++++ Records for this task

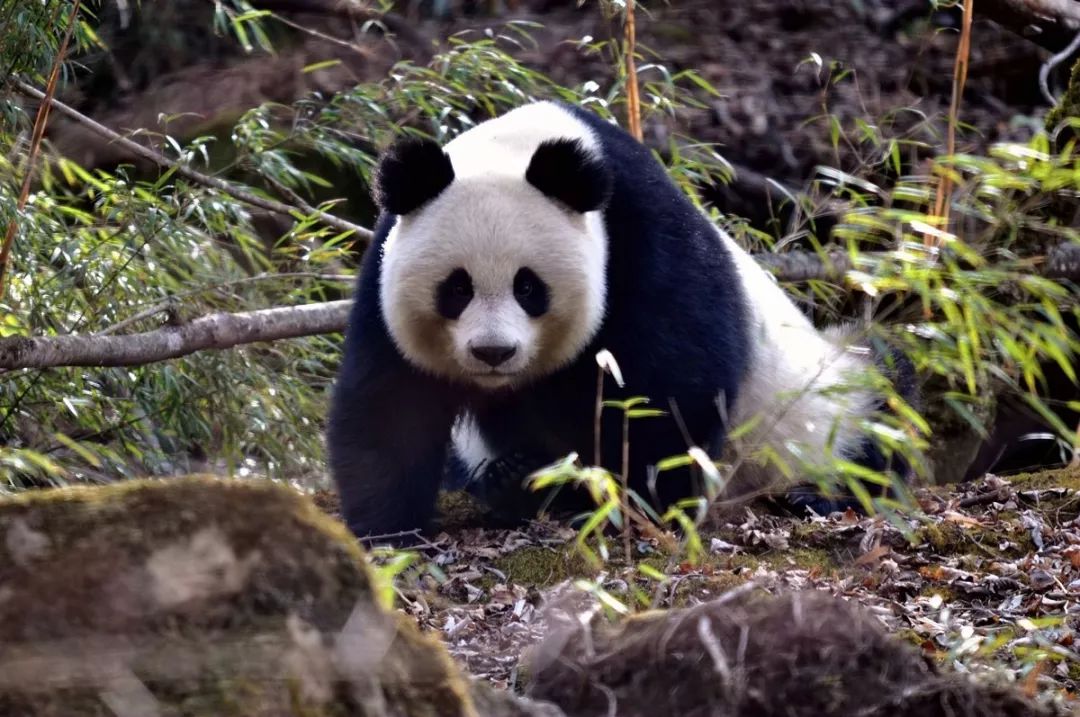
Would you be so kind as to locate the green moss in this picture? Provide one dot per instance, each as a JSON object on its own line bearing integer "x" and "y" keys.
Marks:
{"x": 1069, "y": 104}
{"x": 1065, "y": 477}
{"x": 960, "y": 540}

++++++++
++++ Records for this task

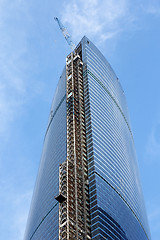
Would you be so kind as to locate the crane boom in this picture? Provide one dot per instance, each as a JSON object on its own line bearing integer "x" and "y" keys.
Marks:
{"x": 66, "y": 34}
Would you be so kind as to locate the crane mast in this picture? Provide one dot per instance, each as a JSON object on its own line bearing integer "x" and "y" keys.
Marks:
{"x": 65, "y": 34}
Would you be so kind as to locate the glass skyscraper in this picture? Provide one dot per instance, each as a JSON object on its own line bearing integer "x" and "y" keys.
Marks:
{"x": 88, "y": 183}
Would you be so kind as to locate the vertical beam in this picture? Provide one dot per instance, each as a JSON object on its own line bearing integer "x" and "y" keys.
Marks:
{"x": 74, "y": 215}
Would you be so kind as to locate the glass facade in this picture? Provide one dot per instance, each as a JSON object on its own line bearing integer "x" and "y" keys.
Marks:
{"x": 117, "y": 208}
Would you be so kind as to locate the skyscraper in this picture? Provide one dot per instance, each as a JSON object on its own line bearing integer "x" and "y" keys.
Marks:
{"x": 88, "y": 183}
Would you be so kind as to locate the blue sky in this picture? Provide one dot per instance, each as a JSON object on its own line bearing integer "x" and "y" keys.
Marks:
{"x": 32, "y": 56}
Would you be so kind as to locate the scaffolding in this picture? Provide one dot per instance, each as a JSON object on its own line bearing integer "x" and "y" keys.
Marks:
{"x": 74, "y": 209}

++++++++

_About this task:_
If a line of the data contains "skyscraper", it counts; report the number of such lines and nothing else.

_Answer space:_
2